AIM OF THE EXERCISE: Using the entries that follow, collect the lines where the word "cedar" appears.

(PROVIDED INFORMATION Opens)

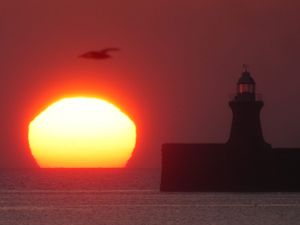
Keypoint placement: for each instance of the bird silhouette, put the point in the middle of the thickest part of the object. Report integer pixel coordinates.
(99, 55)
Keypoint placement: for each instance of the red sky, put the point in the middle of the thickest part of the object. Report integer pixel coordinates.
(179, 63)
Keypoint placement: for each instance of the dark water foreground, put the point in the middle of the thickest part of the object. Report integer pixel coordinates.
(84, 197)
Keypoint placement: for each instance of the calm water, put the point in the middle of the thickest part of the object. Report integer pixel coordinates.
(128, 197)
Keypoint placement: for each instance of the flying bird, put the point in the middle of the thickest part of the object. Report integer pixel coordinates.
(99, 55)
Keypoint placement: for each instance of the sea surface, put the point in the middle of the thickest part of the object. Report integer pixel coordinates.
(129, 197)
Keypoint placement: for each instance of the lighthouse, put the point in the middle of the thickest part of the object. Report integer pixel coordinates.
(246, 162)
(246, 131)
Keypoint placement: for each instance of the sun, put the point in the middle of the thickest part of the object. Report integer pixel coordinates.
(82, 132)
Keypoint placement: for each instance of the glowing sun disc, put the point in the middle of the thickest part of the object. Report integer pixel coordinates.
(82, 133)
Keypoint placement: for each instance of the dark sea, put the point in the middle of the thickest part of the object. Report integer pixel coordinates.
(129, 197)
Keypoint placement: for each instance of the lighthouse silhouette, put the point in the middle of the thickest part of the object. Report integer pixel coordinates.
(246, 162)
(246, 132)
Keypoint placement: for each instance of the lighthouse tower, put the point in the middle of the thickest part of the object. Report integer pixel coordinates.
(246, 133)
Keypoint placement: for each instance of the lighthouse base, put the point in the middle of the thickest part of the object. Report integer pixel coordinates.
(218, 168)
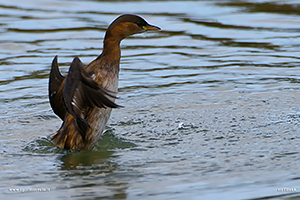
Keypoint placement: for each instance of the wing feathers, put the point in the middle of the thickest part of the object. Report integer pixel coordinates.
(81, 91)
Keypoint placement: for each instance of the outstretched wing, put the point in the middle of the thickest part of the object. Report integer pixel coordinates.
(81, 91)
(56, 82)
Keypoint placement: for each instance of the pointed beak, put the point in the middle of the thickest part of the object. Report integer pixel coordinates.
(151, 28)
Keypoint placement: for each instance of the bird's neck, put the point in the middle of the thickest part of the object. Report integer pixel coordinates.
(111, 48)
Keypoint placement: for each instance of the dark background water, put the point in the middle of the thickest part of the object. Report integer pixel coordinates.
(211, 101)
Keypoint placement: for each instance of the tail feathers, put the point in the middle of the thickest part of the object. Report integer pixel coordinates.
(71, 134)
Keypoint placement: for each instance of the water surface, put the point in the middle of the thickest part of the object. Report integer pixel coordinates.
(211, 101)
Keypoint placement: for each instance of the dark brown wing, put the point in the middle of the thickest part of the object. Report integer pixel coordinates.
(81, 91)
(55, 90)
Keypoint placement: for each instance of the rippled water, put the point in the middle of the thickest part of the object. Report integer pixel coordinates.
(211, 101)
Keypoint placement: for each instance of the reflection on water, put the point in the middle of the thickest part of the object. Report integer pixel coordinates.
(210, 101)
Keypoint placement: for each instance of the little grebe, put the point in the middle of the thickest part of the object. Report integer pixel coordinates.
(84, 99)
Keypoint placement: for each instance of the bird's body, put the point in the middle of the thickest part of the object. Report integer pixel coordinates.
(85, 98)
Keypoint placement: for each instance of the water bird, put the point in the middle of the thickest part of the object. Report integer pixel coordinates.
(85, 97)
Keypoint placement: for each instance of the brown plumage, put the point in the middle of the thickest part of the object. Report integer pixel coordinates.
(84, 99)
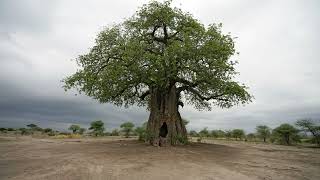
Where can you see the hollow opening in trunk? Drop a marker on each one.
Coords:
(163, 130)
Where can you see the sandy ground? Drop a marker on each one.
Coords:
(104, 158)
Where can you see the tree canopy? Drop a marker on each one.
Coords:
(97, 127)
(158, 47)
(127, 127)
(263, 132)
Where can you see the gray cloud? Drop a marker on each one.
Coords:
(278, 60)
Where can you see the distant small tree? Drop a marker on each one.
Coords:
(24, 131)
(34, 127)
(238, 133)
(309, 125)
(204, 132)
(214, 133)
(141, 132)
(263, 132)
(81, 130)
(127, 127)
(74, 128)
(97, 128)
(185, 122)
(217, 133)
(115, 132)
(285, 134)
(193, 133)
(251, 137)
(228, 134)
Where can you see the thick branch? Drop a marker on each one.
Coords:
(144, 95)
(207, 98)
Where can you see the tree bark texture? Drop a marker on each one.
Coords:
(165, 126)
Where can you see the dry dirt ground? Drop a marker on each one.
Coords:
(104, 158)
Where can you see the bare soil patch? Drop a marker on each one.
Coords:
(107, 158)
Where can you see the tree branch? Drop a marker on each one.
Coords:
(144, 95)
(207, 98)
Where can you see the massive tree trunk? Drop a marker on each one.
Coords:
(165, 126)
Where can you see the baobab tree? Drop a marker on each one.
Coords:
(161, 58)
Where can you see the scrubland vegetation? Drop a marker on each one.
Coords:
(305, 131)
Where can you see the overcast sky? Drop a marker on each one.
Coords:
(278, 43)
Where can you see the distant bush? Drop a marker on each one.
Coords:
(204, 132)
(312, 127)
(238, 134)
(141, 132)
(193, 133)
(97, 128)
(251, 137)
(115, 132)
(263, 132)
(127, 128)
(285, 134)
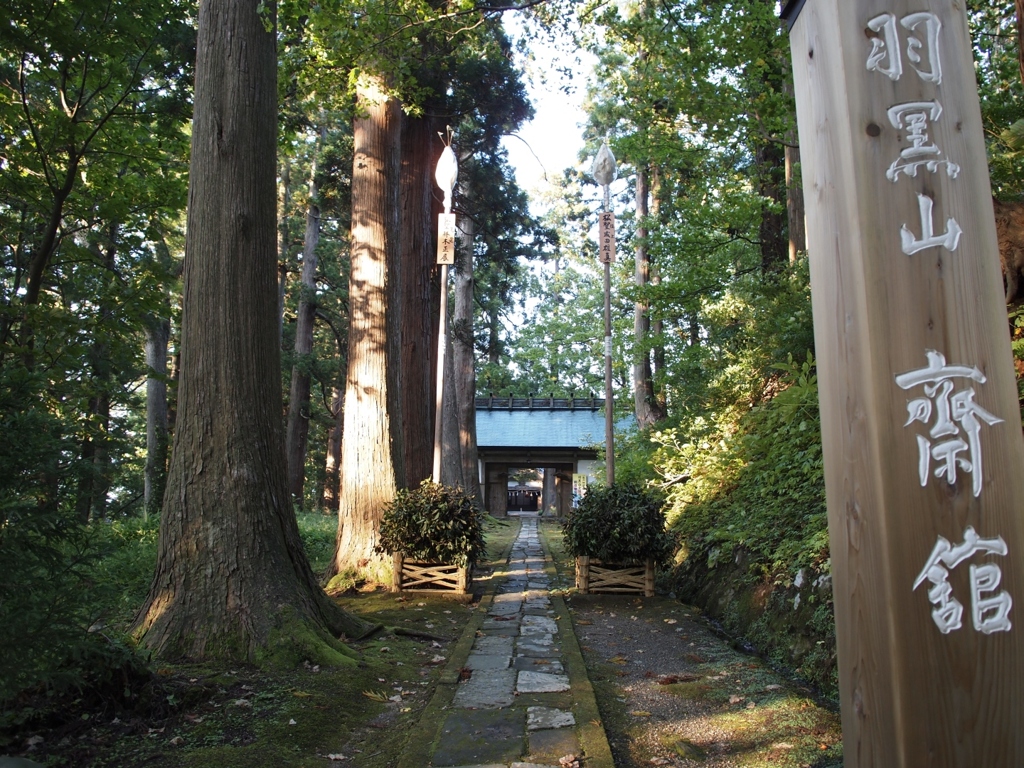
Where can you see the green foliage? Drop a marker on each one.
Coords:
(622, 523)
(433, 523)
(67, 592)
(753, 482)
(318, 532)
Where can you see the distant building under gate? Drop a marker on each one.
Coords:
(560, 435)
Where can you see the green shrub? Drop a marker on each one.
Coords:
(623, 523)
(433, 523)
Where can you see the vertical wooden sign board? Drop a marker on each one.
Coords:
(445, 239)
(921, 426)
(606, 237)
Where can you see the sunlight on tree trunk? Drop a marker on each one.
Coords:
(371, 443)
(232, 581)
(420, 293)
(158, 333)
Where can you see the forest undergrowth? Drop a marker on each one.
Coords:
(124, 709)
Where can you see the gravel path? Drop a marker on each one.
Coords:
(674, 693)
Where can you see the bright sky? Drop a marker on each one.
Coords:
(552, 140)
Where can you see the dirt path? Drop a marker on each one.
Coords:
(673, 693)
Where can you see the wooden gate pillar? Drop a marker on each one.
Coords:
(921, 424)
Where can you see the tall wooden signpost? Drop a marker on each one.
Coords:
(921, 426)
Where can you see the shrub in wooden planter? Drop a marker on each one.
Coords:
(617, 536)
(435, 534)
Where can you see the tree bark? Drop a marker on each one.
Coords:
(644, 403)
(464, 361)
(284, 202)
(298, 400)
(232, 580)
(158, 334)
(371, 442)
(1020, 38)
(420, 293)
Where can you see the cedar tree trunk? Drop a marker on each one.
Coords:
(158, 334)
(232, 582)
(420, 293)
(371, 441)
(644, 402)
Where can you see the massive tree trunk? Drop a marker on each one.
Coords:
(158, 334)
(420, 293)
(232, 581)
(465, 361)
(371, 442)
(284, 203)
(298, 400)
(644, 403)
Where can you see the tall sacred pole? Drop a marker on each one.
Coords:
(445, 174)
(921, 424)
(604, 173)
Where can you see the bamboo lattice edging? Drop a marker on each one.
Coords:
(412, 576)
(594, 577)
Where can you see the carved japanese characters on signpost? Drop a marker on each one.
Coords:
(921, 425)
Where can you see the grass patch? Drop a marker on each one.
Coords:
(291, 716)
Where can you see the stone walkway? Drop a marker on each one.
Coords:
(516, 708)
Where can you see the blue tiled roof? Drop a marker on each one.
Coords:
(541, 428)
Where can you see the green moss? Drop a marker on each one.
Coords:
(696, 690)
(294, 640)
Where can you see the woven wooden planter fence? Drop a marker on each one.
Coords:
(594, 577)
(412, 576)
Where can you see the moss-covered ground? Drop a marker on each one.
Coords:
(304, 717)
(674, 692)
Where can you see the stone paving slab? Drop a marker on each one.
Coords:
(474, 736)
(539, 665)
(519, 708)
(549, 745)
(541, 682)
(480, 662)
(544, 718)
(493, 644)
(486, 689)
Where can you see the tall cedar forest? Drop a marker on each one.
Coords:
(219, 306)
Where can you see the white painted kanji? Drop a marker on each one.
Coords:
(915, 118)
(988, 612)
(953, 440)
(922, 46)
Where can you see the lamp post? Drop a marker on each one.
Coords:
(444, 174)
(603, 172)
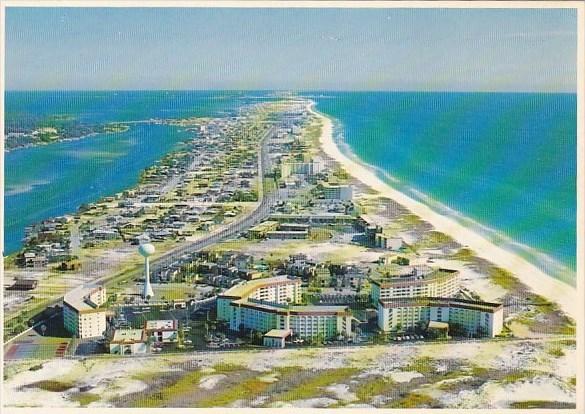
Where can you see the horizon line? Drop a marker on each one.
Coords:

(PROVIDED INFORMATION Closes)

ANSWER SPACE:
Where can you see the cedar tree trunk? Drop a marker on each one.
Where can you see the tall cedar forest? Drop a marker on each one.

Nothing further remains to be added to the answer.